PETUNJUK KERJA:
- a) Dalam teks tentang shalat fardhu dan tahajjud, selain memberi tempat terpuji di sisi Allah, shalat disebut sangat penting bagi bidang apa?
- b) Teruskan teks tentang shalat fardhu dan tahajjud mulai dari kalimat sesudah kalimat terakhirnya.

TEKS SUMBER:
----------
5 Agustus 2001

486. Shalat Fardhu dan Tahajjud

Shalat ternyata tak hanya membuat seseorang yang melakukannya mendapatkan tempat (maqam) terpuji di sisi Allah, tetapi juga sangat penting bagi dunia kedokteran.

Firman Allah SWT:
-- AQM ALSHLWT LDLWK ALSYMS ALY GHSQ ALYL WQRAN ALFJR AN QRAN ALFJR KAN MSYHWDA. WMN ALYL FTHJD BH NAQLT LK 'ASY AN YB'ATSK RBK MQAMA MHMWDA (S. BNY ASRA@YL 78-79), dibaca: Aqimish shala-ta lidulu-kisy syamsi ila- ghasikil layli waqur.a-nal fajri inna qur.a-nal fajri ka-na masyhu-dan. Waminal layli fthajjad bihi- na-filatal laka 'asa- ay yab'atsaka maqa-mam mahmu-dan (s. bani- isra-i-l), artinya: Dirikanlah shalat dari condong matahari sampai gelap malam dan Quran fajar (shalat subuh), sesungguhnya Quran fajar itu dipersaksikan. Pada malam hari hendaklah engkau bertahajjud sebagai tambahan untuk engkau, mudah-mudahan Maha Pemeliharamu mengangkat engkau ke tempat yang terpuji (17:78-79).
----------
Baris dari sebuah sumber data
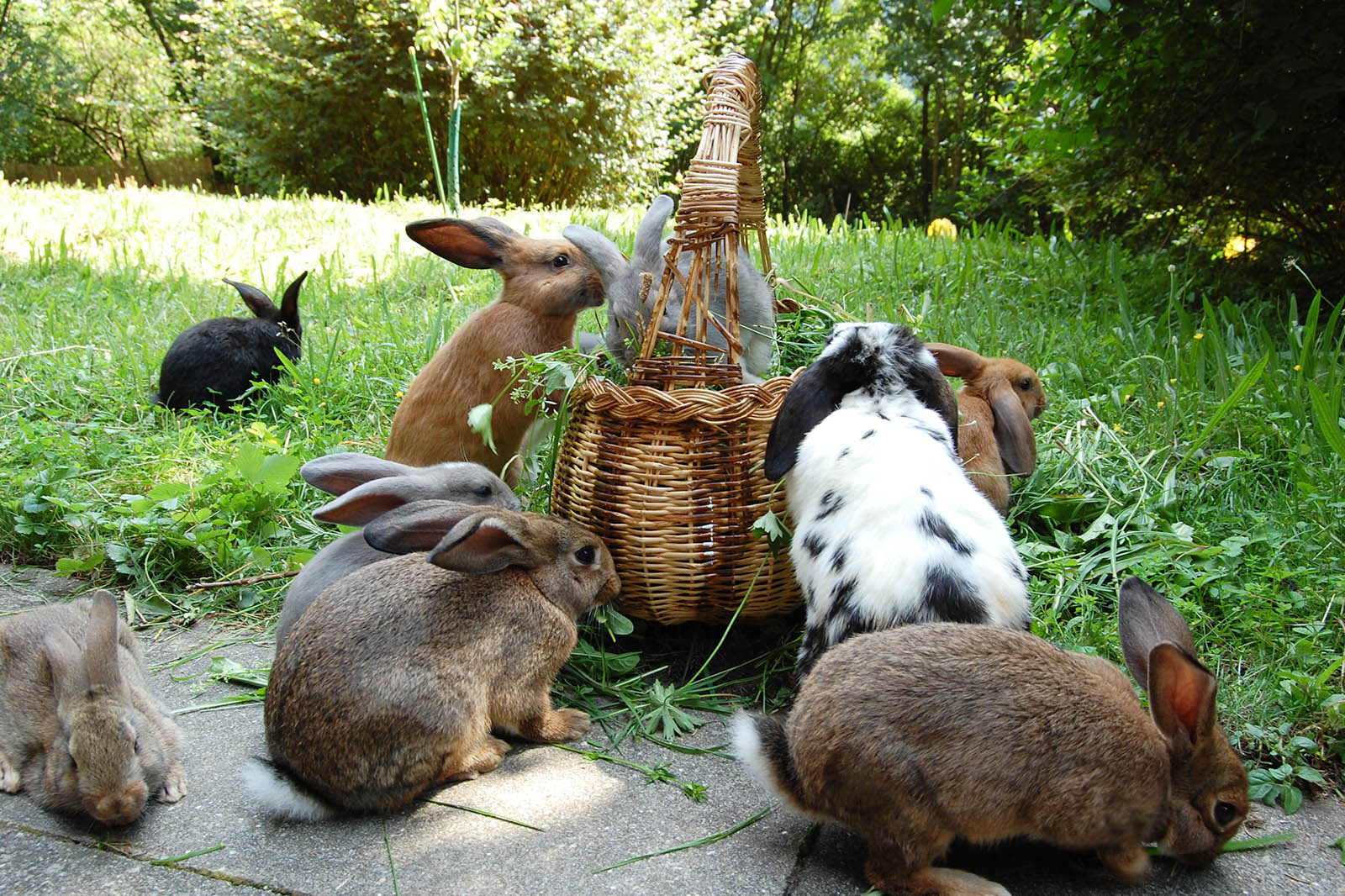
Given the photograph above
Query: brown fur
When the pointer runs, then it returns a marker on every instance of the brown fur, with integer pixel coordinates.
(925, 734)
(78, 728)
(394, 678)
(535, 313)
(999, 400)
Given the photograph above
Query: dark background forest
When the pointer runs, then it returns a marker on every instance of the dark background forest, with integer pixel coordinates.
(1174, 124)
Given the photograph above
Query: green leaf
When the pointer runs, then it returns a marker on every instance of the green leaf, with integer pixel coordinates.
(479, 419)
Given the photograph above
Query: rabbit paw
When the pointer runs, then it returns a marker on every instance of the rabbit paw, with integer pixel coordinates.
(1127, 862)
(10, 779)
(175, 784)
(557, 725)
(946, 882)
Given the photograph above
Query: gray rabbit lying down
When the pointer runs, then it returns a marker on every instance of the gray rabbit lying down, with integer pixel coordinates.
(78, 727)
(396, 677)
(627, 318)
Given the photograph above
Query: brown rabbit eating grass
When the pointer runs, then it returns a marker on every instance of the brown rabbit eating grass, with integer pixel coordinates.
(546, 284)
(396, 677)
(999, 400)
(919, 735)
(78, 727)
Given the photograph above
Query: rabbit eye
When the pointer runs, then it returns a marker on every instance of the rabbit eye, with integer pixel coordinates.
(1224, 813)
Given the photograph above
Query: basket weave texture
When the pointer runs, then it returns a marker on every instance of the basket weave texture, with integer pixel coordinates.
(666, 472)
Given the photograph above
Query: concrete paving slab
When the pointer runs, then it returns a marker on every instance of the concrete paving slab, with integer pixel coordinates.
(591, 814)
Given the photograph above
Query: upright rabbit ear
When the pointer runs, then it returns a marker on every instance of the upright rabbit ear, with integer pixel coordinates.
(1147, 620)
(811, 398)
(338, 474)
(101, 642)
(955, 361)
(256, 300)
(604, 255)
(490, 542)
(468, 244)
(289, 302)
(1013, 430)
(419, 525)
(69, 674)
(1181, 696)
(649, 239)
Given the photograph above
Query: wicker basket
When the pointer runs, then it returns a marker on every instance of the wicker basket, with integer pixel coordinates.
(666, 470)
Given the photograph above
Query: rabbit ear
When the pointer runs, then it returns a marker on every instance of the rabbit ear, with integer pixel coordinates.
(1013, 430)
(955, 361)
(289, 302)
(811, 398)
(468, 244)
(367, 503)
(338, 474)
(419, 525)
(649, 239)
(1181, 696)
(604, 255)
(256, 300)
(101, 642)
(69, 674)
(490, 542)
(1147, 620)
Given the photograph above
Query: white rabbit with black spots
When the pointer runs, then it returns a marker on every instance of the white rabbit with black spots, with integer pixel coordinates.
(888, 529)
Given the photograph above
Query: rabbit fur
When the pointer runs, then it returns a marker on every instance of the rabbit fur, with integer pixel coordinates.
(627, 318)
(367, 488)
(888, 530)
(397, 674)
(546, 284)
(925, 734)
(80, 730)
(215, 361)
(999, 400)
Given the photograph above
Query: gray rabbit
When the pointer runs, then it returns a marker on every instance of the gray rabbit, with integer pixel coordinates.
(627, 319)
(367, 488)
(78, 727)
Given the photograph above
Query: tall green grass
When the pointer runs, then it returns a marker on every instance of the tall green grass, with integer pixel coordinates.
(1190, 440)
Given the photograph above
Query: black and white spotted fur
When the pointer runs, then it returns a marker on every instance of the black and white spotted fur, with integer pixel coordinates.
(887, 528)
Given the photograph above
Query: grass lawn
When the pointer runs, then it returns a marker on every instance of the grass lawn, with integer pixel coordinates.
(1188, 440)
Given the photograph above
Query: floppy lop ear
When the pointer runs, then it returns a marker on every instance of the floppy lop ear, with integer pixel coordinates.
(470, 244)
(419, 525)
(1013, 430)
(338, 474)
(811, 398)
(488, 542)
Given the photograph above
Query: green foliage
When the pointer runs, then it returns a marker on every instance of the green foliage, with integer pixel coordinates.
(87, 82)
(1183, 440)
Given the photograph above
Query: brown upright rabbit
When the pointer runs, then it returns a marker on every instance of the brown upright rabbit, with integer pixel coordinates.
(999, 400)
(548, 282)
(919, 735)
(394, 678)
(78, 727)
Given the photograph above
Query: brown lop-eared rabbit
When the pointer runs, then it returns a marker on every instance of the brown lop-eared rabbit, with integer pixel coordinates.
(999, 400)
(546, 284)
(919, 735)
(396, 677)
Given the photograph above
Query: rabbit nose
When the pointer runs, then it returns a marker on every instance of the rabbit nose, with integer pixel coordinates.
(121, 806)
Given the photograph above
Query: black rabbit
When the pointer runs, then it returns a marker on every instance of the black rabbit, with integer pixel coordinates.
(217, 361)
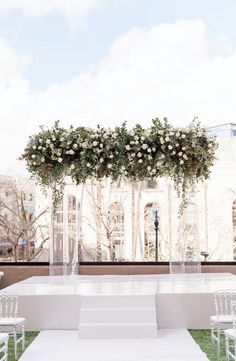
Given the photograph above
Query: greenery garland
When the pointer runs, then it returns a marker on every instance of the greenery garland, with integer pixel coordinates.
(186, 155)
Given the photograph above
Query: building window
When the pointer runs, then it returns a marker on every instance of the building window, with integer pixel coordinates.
(116, 227)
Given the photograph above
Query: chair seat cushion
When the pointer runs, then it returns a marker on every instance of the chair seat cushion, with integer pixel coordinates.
(230, 332)
(3, 336)
(221, 319)
(11, 321)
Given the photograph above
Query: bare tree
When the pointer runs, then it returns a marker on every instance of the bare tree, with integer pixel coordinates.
(19, 225)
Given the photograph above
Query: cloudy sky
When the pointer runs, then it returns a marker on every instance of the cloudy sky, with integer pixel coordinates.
(106, 61)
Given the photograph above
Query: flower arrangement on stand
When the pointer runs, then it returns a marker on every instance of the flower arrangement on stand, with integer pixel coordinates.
(186, 155)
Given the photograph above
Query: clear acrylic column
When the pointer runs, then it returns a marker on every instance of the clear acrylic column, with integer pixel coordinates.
(185, 248)
(66, 231)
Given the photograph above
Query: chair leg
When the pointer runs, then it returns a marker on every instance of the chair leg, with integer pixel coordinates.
(227, 347)
(23, 337)
(15, 341)
(218, 341)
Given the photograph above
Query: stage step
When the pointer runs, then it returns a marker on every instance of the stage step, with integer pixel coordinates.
(118, 316)
(117, 330)
(118, 301)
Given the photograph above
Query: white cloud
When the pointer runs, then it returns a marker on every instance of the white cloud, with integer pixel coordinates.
(72, 9)
(167, 70)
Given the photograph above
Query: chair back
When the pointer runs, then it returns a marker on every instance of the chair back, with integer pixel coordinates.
(223, 300)
(8, 306)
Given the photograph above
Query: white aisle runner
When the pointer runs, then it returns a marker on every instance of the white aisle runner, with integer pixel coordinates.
(174, 344)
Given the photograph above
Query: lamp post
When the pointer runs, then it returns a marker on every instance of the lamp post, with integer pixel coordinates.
(156, 225)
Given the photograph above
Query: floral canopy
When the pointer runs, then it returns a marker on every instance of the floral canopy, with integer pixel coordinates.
(186, 155)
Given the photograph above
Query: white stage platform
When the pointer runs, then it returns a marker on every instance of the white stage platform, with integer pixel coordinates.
(171, 345)
(181, 300)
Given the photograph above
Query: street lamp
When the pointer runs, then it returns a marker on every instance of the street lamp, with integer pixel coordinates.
(155, 219)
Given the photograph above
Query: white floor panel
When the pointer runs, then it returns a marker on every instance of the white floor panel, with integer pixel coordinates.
(170, 345)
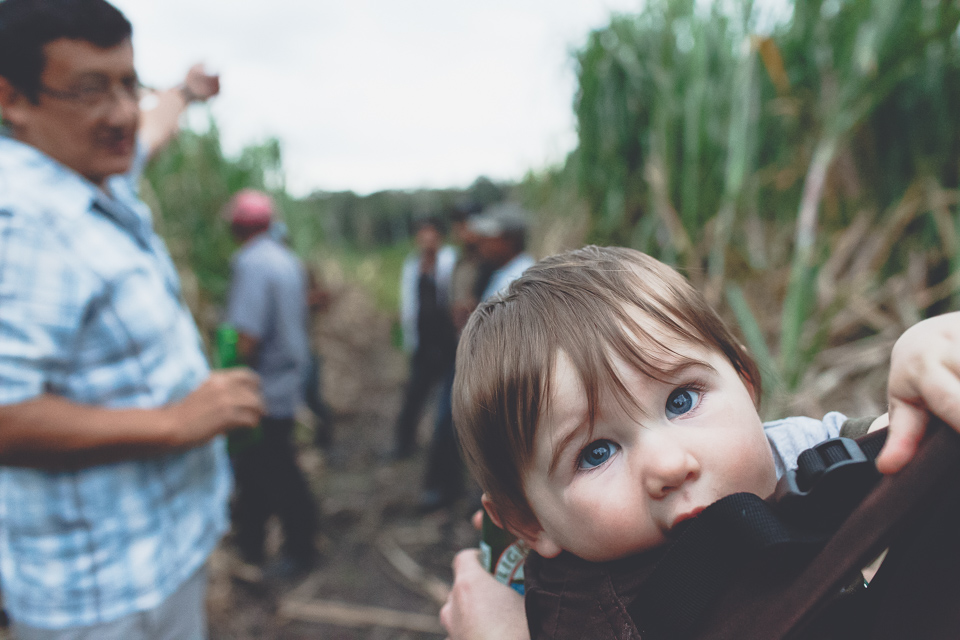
----------
KELUARAN YANG DIHARAPKAN:
- a) Bagi dunia kedokteran.

- b)
Dalam posisi berdiri, duduk dan tidur terdapat beberapa urat saraf di dalam otak manusia yang tidak dimasuki oleh darah. Darah hanya akan memasuki urat saraf termaksud di dalam otak seseorang apabila ia meletakkan kepalanya pada posisi yang paling rendah. Urat saraf tersebut memerlukan darah untuk beberapa saat tertentu saja. Lamanya sujud dalam shalat fardhu 5 kali sehari semalam yang di wajibkan oleh Syari'at Islam (Aqimish shala-ta lidulu-kisy syamsi ila- ghasikil layli waqur.a-nal fajri), sudah cukup memberi kesempatan bagi darah mengalir masuk ke dalam urat saraf termaksud.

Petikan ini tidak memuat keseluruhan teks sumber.